(DATA PROVIDED)
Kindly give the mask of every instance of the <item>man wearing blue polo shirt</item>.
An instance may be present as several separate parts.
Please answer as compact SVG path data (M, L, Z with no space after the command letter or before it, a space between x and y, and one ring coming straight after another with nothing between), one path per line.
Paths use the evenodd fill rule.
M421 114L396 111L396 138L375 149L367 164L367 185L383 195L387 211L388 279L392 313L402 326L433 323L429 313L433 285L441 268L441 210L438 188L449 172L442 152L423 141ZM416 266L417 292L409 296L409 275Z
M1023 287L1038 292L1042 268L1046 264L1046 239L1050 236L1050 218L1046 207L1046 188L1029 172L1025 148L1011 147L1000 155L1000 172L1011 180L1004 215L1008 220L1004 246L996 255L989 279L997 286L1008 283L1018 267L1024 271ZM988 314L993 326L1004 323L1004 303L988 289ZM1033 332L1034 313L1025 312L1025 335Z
(End DATA PROVIDED)
> **YOUR ASSIGNMENT**
Could you reproduce exactly the lines of the entries above, from the one with "An instance may" through the one with "Please answer as", and nothing else?

> **TASK ANSWER**
An instance may be present as several separate parts.
Please answer as compact SVG path data (M, L, Z with no space after the command letter or before it, a space between x and y, and one ring coming straight after another with nothing between), one path per line.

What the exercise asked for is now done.